■ Problem
Put every line of the entries below into a JSON list of strings, one string per line, leaving out blank lines.

Labeling and segmentation records
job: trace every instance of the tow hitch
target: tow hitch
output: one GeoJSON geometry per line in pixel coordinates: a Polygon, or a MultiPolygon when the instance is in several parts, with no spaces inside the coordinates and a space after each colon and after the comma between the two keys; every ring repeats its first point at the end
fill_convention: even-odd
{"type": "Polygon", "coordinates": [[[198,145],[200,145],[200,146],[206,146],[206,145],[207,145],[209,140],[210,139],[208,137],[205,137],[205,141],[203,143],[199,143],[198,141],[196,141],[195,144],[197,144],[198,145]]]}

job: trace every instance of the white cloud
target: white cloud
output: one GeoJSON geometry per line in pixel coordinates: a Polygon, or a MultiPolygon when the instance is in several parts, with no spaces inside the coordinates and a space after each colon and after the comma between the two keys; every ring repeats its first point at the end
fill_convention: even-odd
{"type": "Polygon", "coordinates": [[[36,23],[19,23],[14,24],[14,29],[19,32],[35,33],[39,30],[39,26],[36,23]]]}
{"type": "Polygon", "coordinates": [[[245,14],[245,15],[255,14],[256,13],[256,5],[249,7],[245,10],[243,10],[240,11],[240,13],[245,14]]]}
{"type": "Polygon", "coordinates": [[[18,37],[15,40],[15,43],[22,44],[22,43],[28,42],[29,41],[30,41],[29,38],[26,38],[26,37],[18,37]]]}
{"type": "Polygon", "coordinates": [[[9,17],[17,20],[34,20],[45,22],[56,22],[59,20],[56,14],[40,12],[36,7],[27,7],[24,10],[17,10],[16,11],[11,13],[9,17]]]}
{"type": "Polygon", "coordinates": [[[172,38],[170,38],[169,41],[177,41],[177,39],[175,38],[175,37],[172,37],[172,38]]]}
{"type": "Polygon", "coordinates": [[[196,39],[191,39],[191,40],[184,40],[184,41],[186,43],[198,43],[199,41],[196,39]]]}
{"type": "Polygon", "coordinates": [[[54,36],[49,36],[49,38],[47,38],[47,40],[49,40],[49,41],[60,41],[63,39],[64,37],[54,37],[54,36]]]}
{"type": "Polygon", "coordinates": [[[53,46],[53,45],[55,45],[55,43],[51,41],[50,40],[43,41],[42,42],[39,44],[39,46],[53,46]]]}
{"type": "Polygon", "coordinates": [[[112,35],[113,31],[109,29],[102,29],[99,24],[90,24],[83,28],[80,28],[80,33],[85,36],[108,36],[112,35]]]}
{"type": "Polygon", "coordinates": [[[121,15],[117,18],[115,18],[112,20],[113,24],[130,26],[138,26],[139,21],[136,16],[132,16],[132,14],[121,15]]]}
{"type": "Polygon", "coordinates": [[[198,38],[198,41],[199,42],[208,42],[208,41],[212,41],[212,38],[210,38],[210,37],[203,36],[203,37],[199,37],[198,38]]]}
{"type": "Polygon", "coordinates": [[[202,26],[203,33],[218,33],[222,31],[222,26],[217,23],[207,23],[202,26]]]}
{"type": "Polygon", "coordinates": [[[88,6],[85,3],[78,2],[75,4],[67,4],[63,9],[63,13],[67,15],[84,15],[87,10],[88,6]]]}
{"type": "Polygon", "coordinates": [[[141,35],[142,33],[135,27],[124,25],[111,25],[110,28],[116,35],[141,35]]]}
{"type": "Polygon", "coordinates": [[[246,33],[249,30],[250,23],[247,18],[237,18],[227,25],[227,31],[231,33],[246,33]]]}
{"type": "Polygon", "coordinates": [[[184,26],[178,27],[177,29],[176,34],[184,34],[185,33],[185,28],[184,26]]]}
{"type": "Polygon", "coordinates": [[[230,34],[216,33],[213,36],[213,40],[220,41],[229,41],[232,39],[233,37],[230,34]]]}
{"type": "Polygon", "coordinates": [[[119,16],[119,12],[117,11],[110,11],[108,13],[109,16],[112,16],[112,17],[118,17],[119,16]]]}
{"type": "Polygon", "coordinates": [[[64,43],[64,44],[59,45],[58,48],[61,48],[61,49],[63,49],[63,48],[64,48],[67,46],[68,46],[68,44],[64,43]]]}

■ Worked answer
[
  "job: trace every instance of the tow hitch",
  "target: tow hitch",
  "output: one GeoJSON geometry per line in pixel coordinates: a Polygon, or a MultiPolygon when the instance is in several parts, with no spaces inside the coordinates and a space after each colon and after the comma between the two keys; every ring repeats its first point at the end",
  "fill_convention: even-odd",
  "{\"type\": \"Polygon\", \"coordinates\": [[[198,145],[200,145],[200,146],[206,146],[206,145],[207,145],[209,140],[210,139],[208,137],[205,137],[205,141],[203,143],[199,143],[198,141],[196,141],[195,144],[197,144],[198,145]]]}",
  "job: trace every instance of the white cloud",
  "target: white cloud",
  "output: one GeoJSON geometry per line in pixel coordinates: a Polygon, or a MultiPolygon when the instance is in several parts, with no spaces inside the coordinates and a space after each colon and after the comma between the two keys; every ring repeats its first point at the end",
  "fill_convention: even-odd",
  "{\"type\": \"Polygon\", \"coordinates\": [[[36,23],[19,23],[14,24],[14,29],[19,32],[35,33],[39,30],[39,26],[36,23]]]}",
  "{\"type\": \"Polygon\", \"coordinates\": [[[245,14],[245,15],[255,14],[256,13],[256,5],[249,7],[245,10],[243,10],[240,11],[240,13],[245,14]]]}",
  "{\"type\": \"Polygon\", \"coordinates\": [[[18,37],[15,40],[15,43],[22,44],[22,43],[28,42],[29,41],[30,41],[29,38],[26,38],[26,37],[18,37]]]}",
  "{\"type\": \"Polygon\", \"coordinates\": [[[9,17],[17,20],[34,20],[45,22],[56,22],[59,20],[56,14],[40,12],[36,7],[27,7],[24,10],[17,10],[16,11],[11,13],[9,17]]]}",
  "{\"type\": \"Polygon\", \"coordinates\": [[[172,38],[170,38],[169,41],[177,41],[177,39],[175,38],[175,37],[172,37],[172,38]]]}",
  "{\"type\": \"Polygon\", \"coordinates\": [[[196,39],[191,39],[191,40],[184,40],[184,41],[186,43],[198,43],[199,41],[196,39]]]}",
  "{\"type\": \"Polygon\", \"coordinates\": [[[54,36],[49,36],[49,38],[47,38],[47,40],[49,40],[49,41],[60,41],[63,39],[64,37],[54,37],[54,36]]]}",
  "{\"type\": \"Polygon\", \"coordinates\": [[[53,46],[53,45],[55,45],[55,43],[51,41],[50,40],[43,41],[42,42],[39,44],[39,46],[53,46]]]}",
  "{\"type\": \"Polygon\", \"coordinates\": [[[112,35],[113,31],[109,29],[102,29],[99,24],[90,24],[83,28],[80,28],[80,33],[85,36],[108,36],[112,35]]]}",
  "{\"type\": \"Polygon\", \"coordinates\": [[[121,15],[117,18],[115,18],[112,20],[113,24],[130,26],[138,26],[139,21],[136,16],[132,16],[132,14],[121,15]]]}",
  "{\"type\": \"Polygon\", \"coordinates\": [[[198,38],[198,41],[199,42],[208,42],[208,41],[212,41],[212,38],[210,38],[210,37],[203,36],[203,37],[199,37],[198,38]]]}",
  "{\"type\": \"Polygon\", \"coordinates\": [[[202,26],[203,33],[218,33],[222,31],[222,26],[217,23],[207,23],[202,26]]]}",
  "{\"type\": \"Polygon\", \"coordinates\": [[[88,6],[85,3],[78,2],[75,4],[67,4],[63,9],[63,13],[67,15],[84,15],[87,10],[88,6]]]}",
  "{\"type\": \"Polygon\", \"coordinates\": [[[141,35],[142,33],[135,27],[124,25],[111,25],[110,28],[116,35],[141,35]]]}",
  "{\"type\": \"Polygon\", \"coordinates\": [[[246,33],[249,30],[250,23],[247,18],[237,18],[227,25],[227,31],[231,33],[246,33]]]}",
  "{\"type\": \"Polygon\", \"coordinates\": [[[184,26],[178,27],[177,29],[176,34],[184,34],[185,33],[185,28],[184,26]]]}",
  "{\"type\": \"Polygon\", \"coordinates\": [[[230,34],[216,33],[213,36],[213,40],[220,41],[229,41],[232,39],[233,37],[230,34]]]}",
  "{\"type\": \"Polygon\", \"coordinates\": [[[119,16],[119,12],[117,11],[110,11],[108,13],[109,16],[112,16],[112,17],[118,17],[119,16]]]}",
  "{\"type\": \"Polygon\", \"coordinates\": [[[64,43],[64,44],[59,45],[58,48],[61,48],[61,49],[63,49],[63,48],[64,48],[67,46],[68,46],[68,44],[64,43]]]}"
]